• Aim of the task
Print out the data precisely as it appears here, with no pictures.

(Saved entries)
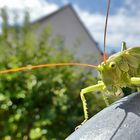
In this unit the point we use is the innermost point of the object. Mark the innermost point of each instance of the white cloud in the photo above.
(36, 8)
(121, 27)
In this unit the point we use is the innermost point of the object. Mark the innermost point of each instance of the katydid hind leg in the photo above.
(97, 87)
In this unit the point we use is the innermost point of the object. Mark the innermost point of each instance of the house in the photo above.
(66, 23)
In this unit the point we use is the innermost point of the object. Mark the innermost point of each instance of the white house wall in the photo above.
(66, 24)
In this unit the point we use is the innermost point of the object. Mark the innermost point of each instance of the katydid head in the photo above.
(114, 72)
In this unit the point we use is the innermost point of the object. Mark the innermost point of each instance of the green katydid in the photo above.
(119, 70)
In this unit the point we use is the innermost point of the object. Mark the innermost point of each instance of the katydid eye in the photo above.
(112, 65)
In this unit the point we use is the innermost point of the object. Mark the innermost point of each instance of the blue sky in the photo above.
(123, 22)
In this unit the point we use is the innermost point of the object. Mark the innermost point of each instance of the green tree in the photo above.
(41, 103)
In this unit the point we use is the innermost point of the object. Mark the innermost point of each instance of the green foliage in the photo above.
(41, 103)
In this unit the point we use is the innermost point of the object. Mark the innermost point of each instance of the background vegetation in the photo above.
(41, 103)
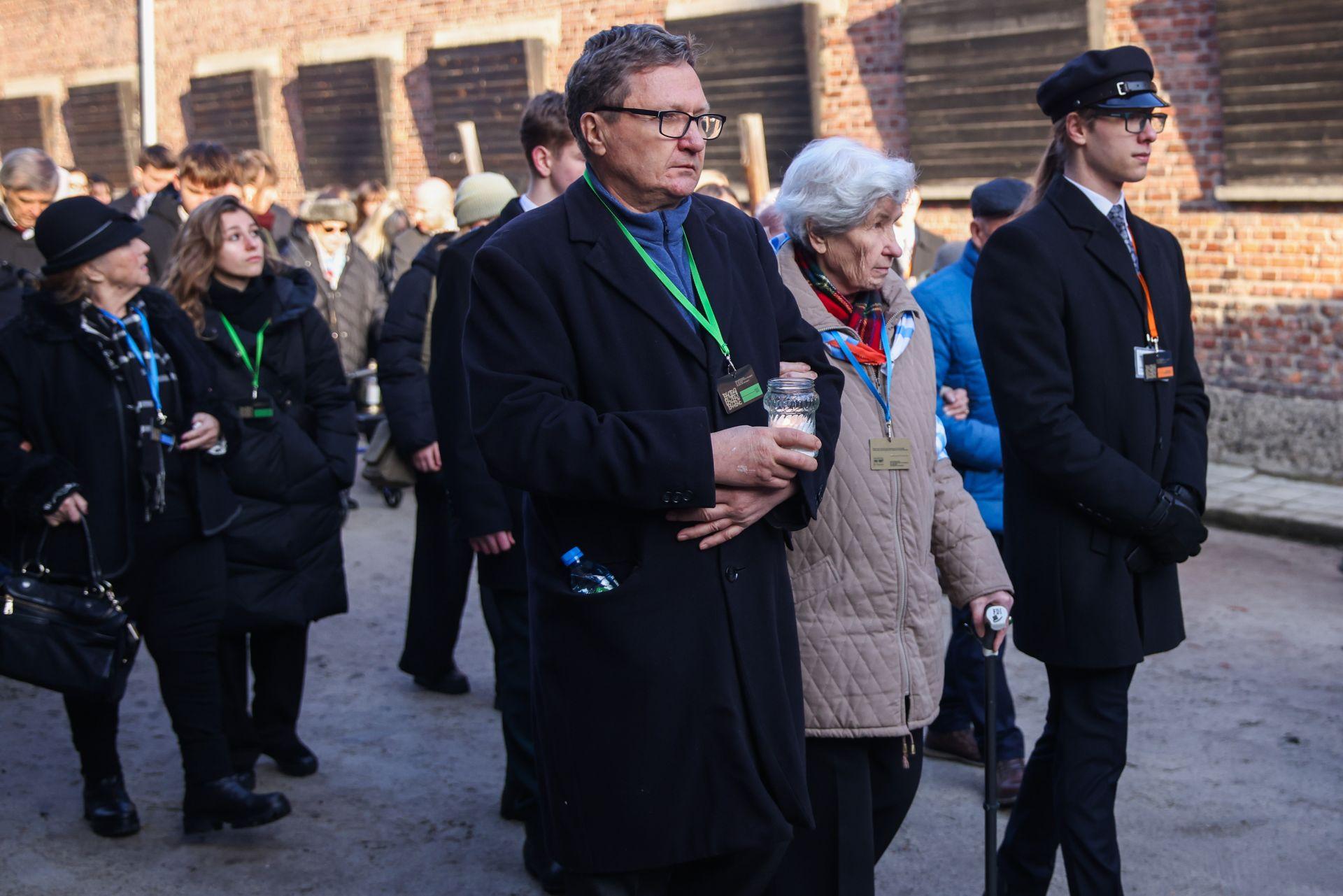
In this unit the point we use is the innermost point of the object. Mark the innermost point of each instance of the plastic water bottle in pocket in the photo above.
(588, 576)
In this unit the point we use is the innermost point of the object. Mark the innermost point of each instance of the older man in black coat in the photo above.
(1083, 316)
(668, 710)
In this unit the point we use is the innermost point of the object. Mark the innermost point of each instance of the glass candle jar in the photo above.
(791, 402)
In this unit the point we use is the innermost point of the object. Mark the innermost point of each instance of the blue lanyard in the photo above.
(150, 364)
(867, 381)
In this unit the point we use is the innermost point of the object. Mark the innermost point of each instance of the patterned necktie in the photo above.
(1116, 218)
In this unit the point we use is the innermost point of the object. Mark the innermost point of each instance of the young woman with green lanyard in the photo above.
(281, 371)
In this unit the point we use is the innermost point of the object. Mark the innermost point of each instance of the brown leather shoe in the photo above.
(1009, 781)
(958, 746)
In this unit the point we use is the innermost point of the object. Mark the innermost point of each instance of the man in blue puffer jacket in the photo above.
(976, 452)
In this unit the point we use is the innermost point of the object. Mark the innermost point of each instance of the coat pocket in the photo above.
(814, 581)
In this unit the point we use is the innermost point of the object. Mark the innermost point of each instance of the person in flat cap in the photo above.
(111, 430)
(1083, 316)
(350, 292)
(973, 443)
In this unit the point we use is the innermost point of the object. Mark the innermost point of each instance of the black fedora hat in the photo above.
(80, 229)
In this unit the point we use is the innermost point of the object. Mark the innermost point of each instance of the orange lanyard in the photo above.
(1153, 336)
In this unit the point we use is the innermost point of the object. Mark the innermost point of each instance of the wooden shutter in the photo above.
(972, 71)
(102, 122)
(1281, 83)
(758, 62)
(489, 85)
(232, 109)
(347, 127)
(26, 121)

• Exercise answer
In this unit the point we use is the innermost point of the object. Mark the innermost point of each instance of the white cloud in the photo above.
(36, 8)
(121, 27)
In this unit the point we use is the innermost point of the object. Mark the innermost point of each instance of the katydid hind leg in the photo above.
(97, 87)
In this unit the point we use is the innermost point of the object. Mark the innermost point of each instance of the house in the photo above.
(66, 23)
In this unit the point we use is the innermost point of the object. Mark the innermost point of each instance of the white house wall in the photo above.
(66, 24)
In this unit the point we use is the innermost point of the object. Mark the innermost point of each instance of the katydid head in the photo above.
(114, 72)
In this unit the point we use is the innermost point of the object. Mark the innermost point of each instance of the green katydid in the photo above.
(119, 70)
In this unit the point we use is the innermost point of the object. Mark the innermost point of each instance of the katydid eye in the photo above.
(112, 65)
In this unit the point we use is the innermost point of the object. Mark the innermost point of each instance of the blue sky in the photo above.
(123, 22)
In this unit the point we use is the innermost point of the object. Mark the innermost point of each instance of the green tree in the photo above.
(41, 103)
In this unit the point we use is the innermost point of the object. Mark the innermost point of each instance of the green foliage in the photo above.
(41, 103)
In this unit the point we use is the innermost point of the object. Mark the innermost point of each instance of the background vegetation in the photo above.
(41, 103)
In this unit the point we use is the innermost point of the object. Mark the innermost point of each instance of the plastic water bottle in pocket in the photo above.
(588, 576)
In this unit the point we use is the innermost point of the object. Mark the innermost point of each instance of the older man in black coat in the photo above.
(1083, 316)
(668, 710)
In this unit the point we use is the innermost point of the object. Mark the innermost point of each instance of the glass candle jar in the photo above.
(791, 402)
In this unit the point we use is the innermost point of the object. Mark the innermost point of each instance of the blue lanyard in the photo above.
(150, 364)
(867, 381)
In this unit the point we use is the innermost point of the object. Mark the innermost point of each instance of the patterned necktie in the photo above.
(1116, 218)
In this unit the point we use is the innermost point of the object. Mark the innermost point of each instance of the young woman with green lanyard in the photo above.
(281, 371)
In this unit the point we use is the innermost point of the object. Mark the innermost point of each instance of the brown leather shoe in the photo above.
(1009, 781)
(958, 746)
In this unit the point we use is the innermost point of the object. Mark the innermost point of each instance of the man in blue puffer jacket in the photo above.
(976, 452)
In this unit the point we use is the innermost point of the object. Mark the innermost point of each instance of the coat pocket in the photo above.
(814, 581)
In this unit the point we use is the innermost point of the object. Mark the innermost point of each instance of the person in flat cap in the photo above.
(111, 430)
(1083, 316)
(350, 292)
(973, 443)
In this unit the point we use is the innermost point of the object. Mark the innermost point of each instance of the black fedora hat in the photo above.
(80, 229)
In this unit the point we use is the innermost point of the object. Mark the innermost point of each instance of the orange lanyard in the photo above.
(1153, 336)
In this unit the point we use is the innermost point of the object. Mark the innermost point of each instance of the wooden shutter in the photo above.
(972, 71)
(102, 122)
(1281, 83)
(758, 62)
(489, 85)
(232, 109)
(347, 127)
(26, 121)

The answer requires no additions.